* [TASK BRIEF] Reproduce verbatim the final portion of the material below, from the line containing "Annotation task — identify one point per instance of the shrub" through its last line, and nothing else.

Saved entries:

+-------+

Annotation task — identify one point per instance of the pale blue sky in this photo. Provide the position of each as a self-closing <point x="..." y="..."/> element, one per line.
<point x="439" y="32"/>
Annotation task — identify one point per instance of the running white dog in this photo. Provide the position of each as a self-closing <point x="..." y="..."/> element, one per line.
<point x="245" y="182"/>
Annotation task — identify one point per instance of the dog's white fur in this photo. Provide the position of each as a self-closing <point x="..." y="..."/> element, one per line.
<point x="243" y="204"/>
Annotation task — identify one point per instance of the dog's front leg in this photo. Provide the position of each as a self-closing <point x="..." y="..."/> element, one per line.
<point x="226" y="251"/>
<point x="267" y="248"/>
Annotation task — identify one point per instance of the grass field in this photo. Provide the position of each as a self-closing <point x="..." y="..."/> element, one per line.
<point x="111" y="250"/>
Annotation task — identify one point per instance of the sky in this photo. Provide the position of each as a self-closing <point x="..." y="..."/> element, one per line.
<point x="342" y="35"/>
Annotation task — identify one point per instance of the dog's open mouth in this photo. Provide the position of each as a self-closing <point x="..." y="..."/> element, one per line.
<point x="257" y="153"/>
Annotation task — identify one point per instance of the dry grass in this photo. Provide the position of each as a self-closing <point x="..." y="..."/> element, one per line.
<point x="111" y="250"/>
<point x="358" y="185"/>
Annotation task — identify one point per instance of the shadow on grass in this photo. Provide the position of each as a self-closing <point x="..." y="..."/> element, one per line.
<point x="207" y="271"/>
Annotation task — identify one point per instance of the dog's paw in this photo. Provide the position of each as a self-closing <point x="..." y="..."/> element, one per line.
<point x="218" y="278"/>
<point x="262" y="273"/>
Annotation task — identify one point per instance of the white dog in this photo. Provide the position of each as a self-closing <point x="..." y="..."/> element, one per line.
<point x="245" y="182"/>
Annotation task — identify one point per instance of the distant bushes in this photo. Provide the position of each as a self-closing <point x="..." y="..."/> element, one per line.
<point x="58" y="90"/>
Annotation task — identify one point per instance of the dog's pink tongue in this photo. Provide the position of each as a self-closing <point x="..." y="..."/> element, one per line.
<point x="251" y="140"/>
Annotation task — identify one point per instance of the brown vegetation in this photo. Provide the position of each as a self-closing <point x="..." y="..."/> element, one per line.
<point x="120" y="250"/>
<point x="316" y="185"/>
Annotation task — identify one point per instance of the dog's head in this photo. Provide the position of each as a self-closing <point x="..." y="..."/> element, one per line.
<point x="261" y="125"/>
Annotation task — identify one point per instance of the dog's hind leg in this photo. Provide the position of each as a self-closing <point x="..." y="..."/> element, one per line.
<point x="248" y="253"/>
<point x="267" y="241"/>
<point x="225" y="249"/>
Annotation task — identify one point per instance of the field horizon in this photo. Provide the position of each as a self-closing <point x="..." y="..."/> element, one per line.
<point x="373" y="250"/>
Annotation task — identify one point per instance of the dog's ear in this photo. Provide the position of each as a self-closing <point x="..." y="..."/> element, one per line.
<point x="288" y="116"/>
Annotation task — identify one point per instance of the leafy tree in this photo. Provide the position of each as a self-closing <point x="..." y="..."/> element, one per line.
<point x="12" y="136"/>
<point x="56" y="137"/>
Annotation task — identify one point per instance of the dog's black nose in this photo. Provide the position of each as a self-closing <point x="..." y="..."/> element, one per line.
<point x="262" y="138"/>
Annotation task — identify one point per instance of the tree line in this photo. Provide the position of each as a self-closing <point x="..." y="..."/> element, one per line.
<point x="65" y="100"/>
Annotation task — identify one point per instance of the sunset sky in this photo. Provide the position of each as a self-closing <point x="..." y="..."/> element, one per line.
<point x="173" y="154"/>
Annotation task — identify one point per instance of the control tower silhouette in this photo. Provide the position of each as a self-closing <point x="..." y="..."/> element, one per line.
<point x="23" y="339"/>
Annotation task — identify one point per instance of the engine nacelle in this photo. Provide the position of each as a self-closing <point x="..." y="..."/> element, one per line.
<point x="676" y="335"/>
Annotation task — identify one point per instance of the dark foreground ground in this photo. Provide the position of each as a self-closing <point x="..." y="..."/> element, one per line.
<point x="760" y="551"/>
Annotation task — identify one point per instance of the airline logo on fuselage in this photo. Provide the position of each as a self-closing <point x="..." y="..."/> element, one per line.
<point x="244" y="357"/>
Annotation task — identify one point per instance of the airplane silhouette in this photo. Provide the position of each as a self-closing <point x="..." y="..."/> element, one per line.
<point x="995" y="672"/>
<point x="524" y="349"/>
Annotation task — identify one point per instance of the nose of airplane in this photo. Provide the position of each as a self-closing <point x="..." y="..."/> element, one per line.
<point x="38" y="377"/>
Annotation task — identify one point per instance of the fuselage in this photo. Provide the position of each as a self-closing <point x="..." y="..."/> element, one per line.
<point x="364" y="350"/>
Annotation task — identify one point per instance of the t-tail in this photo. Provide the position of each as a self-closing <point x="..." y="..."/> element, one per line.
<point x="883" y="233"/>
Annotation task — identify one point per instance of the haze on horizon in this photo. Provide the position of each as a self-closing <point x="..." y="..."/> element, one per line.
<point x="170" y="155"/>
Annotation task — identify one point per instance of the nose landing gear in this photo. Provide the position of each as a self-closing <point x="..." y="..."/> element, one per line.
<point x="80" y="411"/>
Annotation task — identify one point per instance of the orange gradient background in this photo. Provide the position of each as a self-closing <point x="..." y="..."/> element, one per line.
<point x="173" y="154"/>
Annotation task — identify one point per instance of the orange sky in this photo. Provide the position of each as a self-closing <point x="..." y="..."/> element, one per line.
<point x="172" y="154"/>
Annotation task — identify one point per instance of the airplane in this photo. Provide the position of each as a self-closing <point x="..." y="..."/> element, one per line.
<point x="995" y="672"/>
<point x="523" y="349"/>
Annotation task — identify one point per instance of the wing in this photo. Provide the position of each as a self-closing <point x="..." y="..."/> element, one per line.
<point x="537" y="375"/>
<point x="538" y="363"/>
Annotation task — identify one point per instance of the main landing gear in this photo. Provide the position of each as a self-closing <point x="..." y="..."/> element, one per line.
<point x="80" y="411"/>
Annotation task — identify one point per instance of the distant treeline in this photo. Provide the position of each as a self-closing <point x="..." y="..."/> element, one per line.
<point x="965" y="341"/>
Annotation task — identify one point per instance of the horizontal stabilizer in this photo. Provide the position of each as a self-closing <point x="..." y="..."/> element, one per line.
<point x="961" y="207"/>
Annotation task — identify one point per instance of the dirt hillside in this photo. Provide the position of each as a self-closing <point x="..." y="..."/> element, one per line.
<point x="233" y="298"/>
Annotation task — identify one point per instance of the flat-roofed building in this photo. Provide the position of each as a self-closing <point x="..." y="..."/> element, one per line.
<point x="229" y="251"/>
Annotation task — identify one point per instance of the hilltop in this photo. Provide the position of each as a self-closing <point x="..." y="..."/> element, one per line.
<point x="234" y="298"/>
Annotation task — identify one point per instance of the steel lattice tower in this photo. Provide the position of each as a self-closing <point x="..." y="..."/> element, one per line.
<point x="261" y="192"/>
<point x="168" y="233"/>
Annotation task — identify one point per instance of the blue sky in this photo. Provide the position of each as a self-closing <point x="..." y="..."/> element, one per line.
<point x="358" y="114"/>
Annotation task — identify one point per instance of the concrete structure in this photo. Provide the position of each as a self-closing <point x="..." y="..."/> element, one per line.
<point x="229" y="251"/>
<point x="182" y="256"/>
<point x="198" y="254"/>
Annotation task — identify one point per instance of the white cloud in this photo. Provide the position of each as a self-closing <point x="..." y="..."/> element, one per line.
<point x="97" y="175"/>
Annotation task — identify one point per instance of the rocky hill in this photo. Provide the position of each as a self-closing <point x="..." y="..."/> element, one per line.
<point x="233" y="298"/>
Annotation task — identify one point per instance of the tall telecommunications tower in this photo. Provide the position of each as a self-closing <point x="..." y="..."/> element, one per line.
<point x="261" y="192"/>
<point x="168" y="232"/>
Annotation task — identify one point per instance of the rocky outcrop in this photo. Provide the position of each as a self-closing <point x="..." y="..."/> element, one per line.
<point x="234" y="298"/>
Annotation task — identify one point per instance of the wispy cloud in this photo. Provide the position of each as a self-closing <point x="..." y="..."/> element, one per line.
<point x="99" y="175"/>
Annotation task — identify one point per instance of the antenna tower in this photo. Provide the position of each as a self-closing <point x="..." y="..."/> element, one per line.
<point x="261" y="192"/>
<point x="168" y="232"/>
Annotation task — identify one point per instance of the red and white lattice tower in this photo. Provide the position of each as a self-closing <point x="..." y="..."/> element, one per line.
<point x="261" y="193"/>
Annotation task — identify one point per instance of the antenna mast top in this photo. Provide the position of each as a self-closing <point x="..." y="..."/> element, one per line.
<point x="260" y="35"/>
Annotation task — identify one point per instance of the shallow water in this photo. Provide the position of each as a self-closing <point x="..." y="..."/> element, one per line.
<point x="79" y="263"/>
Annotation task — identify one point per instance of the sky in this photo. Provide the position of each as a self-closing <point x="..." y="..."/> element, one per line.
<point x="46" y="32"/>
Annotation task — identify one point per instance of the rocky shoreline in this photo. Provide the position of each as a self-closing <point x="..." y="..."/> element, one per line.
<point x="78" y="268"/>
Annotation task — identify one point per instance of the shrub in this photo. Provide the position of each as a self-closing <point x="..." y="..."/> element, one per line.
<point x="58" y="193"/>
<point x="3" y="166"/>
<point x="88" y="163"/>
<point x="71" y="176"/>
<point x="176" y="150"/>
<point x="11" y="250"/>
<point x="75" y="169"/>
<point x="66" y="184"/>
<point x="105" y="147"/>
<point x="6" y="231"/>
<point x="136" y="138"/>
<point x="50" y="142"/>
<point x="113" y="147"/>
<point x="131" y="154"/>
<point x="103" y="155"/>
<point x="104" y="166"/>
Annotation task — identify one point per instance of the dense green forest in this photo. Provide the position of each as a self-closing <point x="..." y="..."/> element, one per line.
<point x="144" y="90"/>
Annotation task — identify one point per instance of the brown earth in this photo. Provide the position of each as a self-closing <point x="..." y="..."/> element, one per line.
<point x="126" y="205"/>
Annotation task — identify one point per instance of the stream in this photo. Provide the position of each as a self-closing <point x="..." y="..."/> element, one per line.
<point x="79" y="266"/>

+-------+

* [FINAL ANSWER]
Annotation task — identify one point per instance of the shrub in this photo. Provide the position of each as a self-closing <point x="..." y="..."/> element, one per line.
<point x="58" y="193"/>
<point x="3" y="166"/>
<point x="88" y="163"/>
<point x="71" y="176"/>
<point x="176" y="150"/>
<point x="11" y="250"/>
<point x="75" y="169"/>
<point x="66" y="184"/>
<point x="105" y="147"/>
<point x="6" y="231"/>
<point x="136" y="138"/>
<point x="50" y="142"/>
<point x="113" y="147"/>
<point x="131" y="154"/>
<point x="103" y="155"/>
<point x="104" y="166"/>
Annotation task — identify one point per instance of the dense green forest in this photo. Provide the position of each as a self-closing <point x="..." y="..."/> element, one per line.
<point x="144" y="90"/>
Annotation task — identify one point per instance of the brown earth in this photo. Provide the position of each as a self-closing <point x="..." y="..."/> element, one per line.
<point x="126" y="205"/>
Annotation task — identify one point per instance of the stream in this photo. Provide the position of each as a self-closing <point x="..." y="..."/> element, one per line.
<point x="79" y="266"/>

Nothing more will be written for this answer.